● WORK REQUIRED
Every entry is to be written out word for word.

● RECORDS TO USE
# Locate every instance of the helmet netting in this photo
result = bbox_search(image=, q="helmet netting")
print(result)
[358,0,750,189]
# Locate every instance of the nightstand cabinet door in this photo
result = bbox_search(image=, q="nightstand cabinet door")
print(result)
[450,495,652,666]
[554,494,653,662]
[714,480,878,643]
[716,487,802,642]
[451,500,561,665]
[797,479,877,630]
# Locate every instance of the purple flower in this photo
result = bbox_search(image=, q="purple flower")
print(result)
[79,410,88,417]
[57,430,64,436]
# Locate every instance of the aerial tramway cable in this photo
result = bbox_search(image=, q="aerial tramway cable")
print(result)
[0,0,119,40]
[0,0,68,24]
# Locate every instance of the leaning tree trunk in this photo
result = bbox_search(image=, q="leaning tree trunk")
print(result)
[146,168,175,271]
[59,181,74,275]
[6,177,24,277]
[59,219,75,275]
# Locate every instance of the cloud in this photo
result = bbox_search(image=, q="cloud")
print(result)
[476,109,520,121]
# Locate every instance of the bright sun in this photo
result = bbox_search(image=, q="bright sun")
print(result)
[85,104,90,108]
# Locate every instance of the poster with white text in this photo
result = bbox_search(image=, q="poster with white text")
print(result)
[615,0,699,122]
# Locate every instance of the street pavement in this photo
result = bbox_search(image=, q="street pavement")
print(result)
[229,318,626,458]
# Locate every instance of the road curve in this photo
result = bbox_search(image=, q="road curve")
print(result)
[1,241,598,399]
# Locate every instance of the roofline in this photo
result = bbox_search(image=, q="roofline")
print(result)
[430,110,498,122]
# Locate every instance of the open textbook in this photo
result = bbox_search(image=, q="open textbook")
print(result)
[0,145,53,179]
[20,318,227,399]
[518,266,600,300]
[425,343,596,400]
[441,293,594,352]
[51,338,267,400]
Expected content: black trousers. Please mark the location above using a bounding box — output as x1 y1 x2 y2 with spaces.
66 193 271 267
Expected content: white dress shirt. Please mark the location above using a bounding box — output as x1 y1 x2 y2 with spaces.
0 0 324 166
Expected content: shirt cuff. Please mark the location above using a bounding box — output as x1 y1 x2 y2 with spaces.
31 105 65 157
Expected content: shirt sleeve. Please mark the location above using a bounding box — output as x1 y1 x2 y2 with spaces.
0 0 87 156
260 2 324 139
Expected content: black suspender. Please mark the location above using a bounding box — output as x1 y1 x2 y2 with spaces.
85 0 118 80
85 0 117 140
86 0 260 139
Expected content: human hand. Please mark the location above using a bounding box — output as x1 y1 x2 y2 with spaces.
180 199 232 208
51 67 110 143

● TASK OUTPUT
# Locate every instance of the helmet netting in this photo
result = bbox_search(image=, q="helmet netting")
print(result)
[358,0,750,189]
# Locate every instance of the nightstand cabinet door in this photo
result = bbox_search(image=, q="nightstand cabinet door")
print(result)
[450,495,652,666]
[554,494,653,662]
[714,480,878,643]
[716,487,802,642]
[451,500,561,665]
[797,479,877,630]
# Locate every instance of the purple flower in this photo
result = bbox_search(image=, q="purple flower")
print(result)
[79,410,88,417]
[57,430,64,436]
# Locate every instance of the aerial tramway cable in this photo
result = bbox_search(image=, q="aerial tramway cable")
print(result)
[0,0,119,40]
[0,0,68,24]
# Locate every instance of the leaning tree trunk in this photo
result = bbox_search(image=, q="leaning tree trunk")
print(result)
[146,168,175,271]
[59,181,74,275]
[6,177,24,277]
[59,219,75,275]
# Locate every instance of the cloud in this photo
result = bbox_search(image=, q="cloud")
print(result)
[476,109,520,121]
# Locate every instance of the bright sun in this photo
result = bbox_search(image=, q="bright sun")
print(result)
[85,104,90,108]
# Locate every instance of the poster with white text in this photo
result = bbox_search(image=, q="poster with white text")
print(result)
[615,0,699,122]
# Locate every instance of the street pavement in this photo
result = bbox_search(image=, q="street pavement")
print(result)
[229,318,626,458]
# Locate every instance of the road curve in this photo
result = bbox_search(image=, q="road curve")
print(result)
[1,241,598,399]
# Locate every instance of the roofline in this photo
result = bbox_search(image=, q="roofline")
print(result)
[430,110,498,122]
# Locate every instance of the open textbook in this photo
result = bbox_search(image=, q="open textbook")
print(result)
[0,145,53,179]
[20,318,227,399]
[518,266,600,300]
[425,343,596,400]
[441,293,594,352]
[51,338,267,400]
Expected content: black trousers. Please mark the location above using a bounding box — output as x1 y1 x2 y2 with spaces.
66 193 271 267
Expected content: white dress shirt. Please mark the location above using a bounding box — output as x1 y1 x2 y2 with spaces.
0 0 324 166
Expected content: shirt cuff. Please mark the location above using a bounding box — output as x1 y1 x2 y2 with spaces.
31 105 65 157
Expected content: shirt sleeve. Please mark the location above using a bounding box — output as x1 y1 x2 y2 with spaces.
0 0 87 156
260 2 324 139
Expected content: black suspender. Please mark the location above using a bounding box — output as x1 y1 x2 y2 with spaces.
85 0 118 80
85 0 117 140
86 0 260 139
Expected content: human hand. Please mark the location above using a bounding box — output as x1 y1 x2 y2 with spaces.
180 199 232 208
51 67 110 143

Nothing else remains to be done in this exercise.